▶ Task to carry out:
Would you please copy each line of the data in which the string "front" occurs?

=== Section Start ===

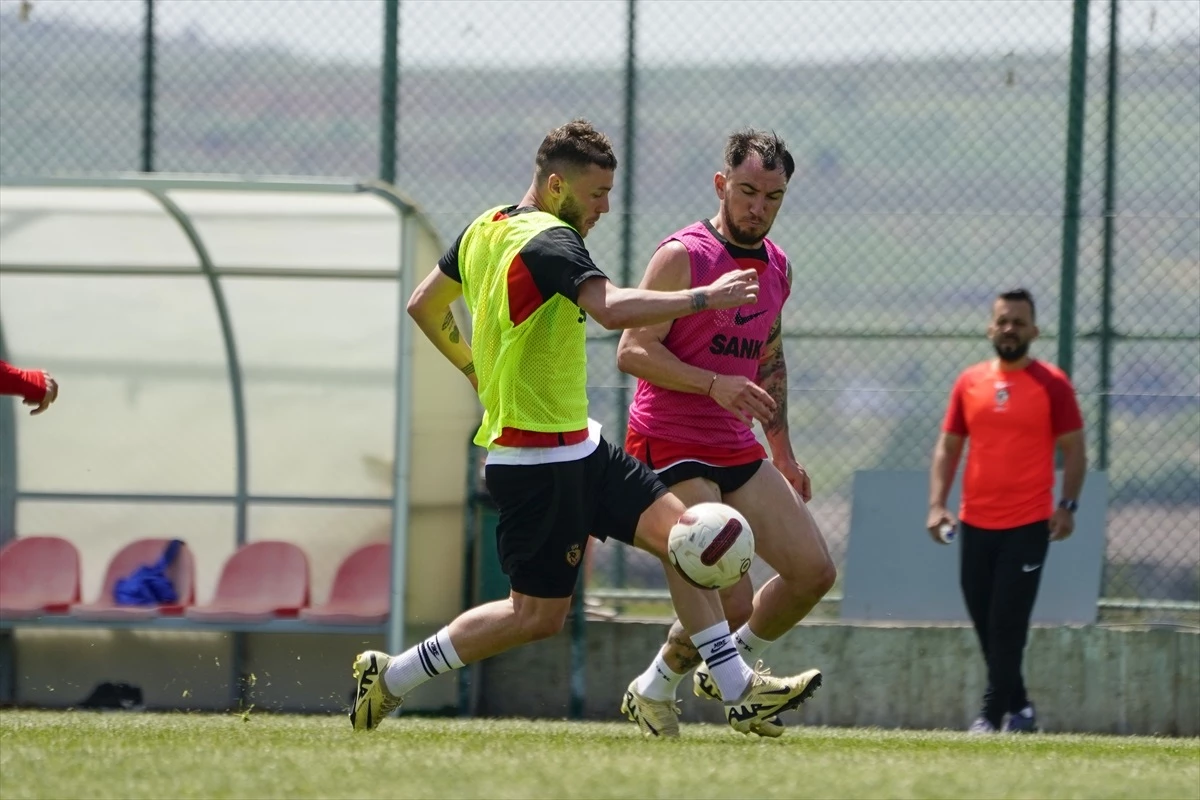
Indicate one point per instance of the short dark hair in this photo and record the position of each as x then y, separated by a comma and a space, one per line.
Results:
574, 145
769, 146
1023, 294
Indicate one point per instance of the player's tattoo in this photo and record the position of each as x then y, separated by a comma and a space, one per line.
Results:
448, 324
773, 379
681, 654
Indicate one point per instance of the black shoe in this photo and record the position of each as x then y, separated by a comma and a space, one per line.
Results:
1024, 721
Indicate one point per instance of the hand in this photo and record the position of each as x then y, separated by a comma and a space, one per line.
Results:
52, 394
742, 397
1062, 524
733, 289
937, 517
796, 475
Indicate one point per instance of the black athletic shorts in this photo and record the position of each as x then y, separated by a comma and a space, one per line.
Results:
727, 479
547, 511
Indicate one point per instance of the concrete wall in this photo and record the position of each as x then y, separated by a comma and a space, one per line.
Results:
1083, 679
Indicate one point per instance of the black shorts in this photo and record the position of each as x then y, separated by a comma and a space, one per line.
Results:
547, 511
727, 479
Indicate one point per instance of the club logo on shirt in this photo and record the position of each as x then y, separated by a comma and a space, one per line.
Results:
1001, 396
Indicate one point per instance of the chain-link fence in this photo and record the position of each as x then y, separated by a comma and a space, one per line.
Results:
936, 167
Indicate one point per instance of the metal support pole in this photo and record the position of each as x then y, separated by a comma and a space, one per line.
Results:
9, 485
388, 91
1110, 146
1074, 173
148, 94
627, 229
403, 434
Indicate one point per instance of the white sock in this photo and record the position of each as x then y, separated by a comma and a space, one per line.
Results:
659, 681
417, 665
750, 647
725, 663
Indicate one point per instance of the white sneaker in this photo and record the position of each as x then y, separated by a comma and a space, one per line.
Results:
372, 702
702, 685
768, 696
654, 717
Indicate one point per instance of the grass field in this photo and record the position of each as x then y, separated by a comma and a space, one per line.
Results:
119, 755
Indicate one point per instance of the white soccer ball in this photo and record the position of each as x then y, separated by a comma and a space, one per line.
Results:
712, 546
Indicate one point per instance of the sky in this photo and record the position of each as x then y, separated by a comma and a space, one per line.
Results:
526, 32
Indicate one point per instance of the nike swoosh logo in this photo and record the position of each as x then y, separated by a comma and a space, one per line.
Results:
738, 319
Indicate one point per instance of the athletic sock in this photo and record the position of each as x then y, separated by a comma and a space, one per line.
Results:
419, 663
725, 663
750, 645
659, 681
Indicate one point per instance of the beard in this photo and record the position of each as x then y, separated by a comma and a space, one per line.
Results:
1011, 350
739, 235
571, 212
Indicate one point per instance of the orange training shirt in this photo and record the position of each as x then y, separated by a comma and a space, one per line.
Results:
1013, 417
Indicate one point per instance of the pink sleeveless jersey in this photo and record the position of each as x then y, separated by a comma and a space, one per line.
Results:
729, 342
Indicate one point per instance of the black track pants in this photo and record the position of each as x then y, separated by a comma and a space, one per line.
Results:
1000, 573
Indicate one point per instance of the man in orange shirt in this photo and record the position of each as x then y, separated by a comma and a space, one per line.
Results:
1017, 411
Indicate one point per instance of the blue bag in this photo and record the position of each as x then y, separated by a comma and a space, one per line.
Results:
149, 585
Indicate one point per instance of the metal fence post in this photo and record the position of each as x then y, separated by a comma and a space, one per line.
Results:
1074, 174
388, 91
148, 74
1107, 334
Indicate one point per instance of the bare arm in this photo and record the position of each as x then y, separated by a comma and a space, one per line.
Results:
1073, 447
617, 308
430, 308
642, 354
941, 475
773, 379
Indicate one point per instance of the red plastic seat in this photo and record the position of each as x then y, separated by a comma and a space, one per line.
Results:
39, 575
261, 582
135, 554
361, 593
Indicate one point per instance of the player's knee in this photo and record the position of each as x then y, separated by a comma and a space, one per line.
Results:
544, 621
738, 607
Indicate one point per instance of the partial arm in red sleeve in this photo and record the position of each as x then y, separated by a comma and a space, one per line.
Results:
27, 384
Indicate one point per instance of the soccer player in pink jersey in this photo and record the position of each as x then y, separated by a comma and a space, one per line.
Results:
701, 383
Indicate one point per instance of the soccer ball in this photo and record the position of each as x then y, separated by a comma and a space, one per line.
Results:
711, 546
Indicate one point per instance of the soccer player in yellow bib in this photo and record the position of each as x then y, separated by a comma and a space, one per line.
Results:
529, 284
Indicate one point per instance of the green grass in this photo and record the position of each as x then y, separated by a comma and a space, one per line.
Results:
118, 755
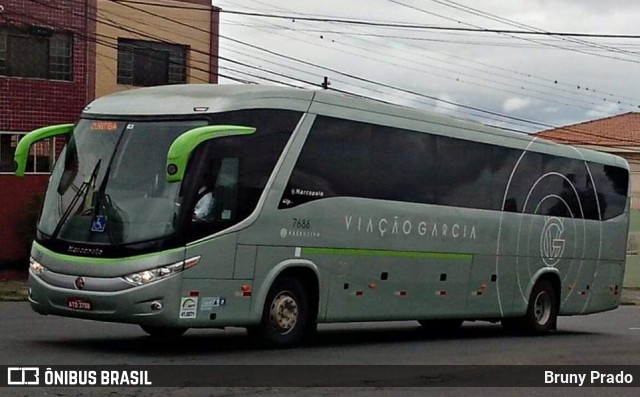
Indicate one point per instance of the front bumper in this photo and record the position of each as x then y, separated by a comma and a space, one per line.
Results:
136, 305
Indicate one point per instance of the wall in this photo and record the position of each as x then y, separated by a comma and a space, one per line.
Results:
29, 103
121, 20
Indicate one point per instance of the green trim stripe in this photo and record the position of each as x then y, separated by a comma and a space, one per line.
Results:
386, 253
96, 261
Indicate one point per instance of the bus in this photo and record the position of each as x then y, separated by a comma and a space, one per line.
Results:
276, 209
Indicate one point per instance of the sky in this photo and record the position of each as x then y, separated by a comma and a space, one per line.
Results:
522, 82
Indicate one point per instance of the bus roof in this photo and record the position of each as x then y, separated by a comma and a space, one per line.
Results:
193, 99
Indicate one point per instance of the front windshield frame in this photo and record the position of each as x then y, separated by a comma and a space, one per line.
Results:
94, 184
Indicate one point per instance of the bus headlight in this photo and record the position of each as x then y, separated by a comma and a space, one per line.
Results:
159, 273
36, 267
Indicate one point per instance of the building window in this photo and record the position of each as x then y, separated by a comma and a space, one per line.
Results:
41, 156
148, 63
35, 53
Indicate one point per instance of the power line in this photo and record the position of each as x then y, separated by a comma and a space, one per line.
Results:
388, 86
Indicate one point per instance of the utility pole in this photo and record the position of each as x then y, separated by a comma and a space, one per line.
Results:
325, 83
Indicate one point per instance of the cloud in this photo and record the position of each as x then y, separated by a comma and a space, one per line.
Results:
604, 110
513, 104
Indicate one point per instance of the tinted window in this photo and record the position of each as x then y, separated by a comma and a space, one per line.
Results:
463, 173
226, 176
352, 159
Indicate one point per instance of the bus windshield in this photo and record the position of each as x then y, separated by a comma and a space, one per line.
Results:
109, 185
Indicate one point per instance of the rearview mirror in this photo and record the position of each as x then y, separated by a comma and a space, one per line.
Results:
181, 148
22, 150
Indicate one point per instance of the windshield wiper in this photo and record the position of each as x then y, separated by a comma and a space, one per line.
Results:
102, 200
80, 194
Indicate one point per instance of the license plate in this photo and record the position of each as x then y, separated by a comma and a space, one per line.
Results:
78, 304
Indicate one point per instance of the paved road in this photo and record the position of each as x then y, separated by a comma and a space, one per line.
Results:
606, 338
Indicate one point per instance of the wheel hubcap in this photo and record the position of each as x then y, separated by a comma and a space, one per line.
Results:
284, 313
542, 308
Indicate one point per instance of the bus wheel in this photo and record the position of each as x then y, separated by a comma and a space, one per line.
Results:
163, 332
542, 312
286, 317
441, 327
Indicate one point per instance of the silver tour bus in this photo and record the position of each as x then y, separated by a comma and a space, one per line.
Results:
205, 206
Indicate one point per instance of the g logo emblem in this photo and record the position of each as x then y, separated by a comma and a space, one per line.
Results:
551, 242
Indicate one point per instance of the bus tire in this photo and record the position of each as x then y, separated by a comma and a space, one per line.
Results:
441, 327
286, 317
541, 315
164, 332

=== Section End ===

▶ Response for this exercise:
Indicate one point per instance of the front bumper in this photo and record the position of each as x then y, separated by a comma and a space, one per line.
Indicate one point per instance of the front windshield frame in this photo and record the position of each as x then y, separated by a comma and a space, one per line.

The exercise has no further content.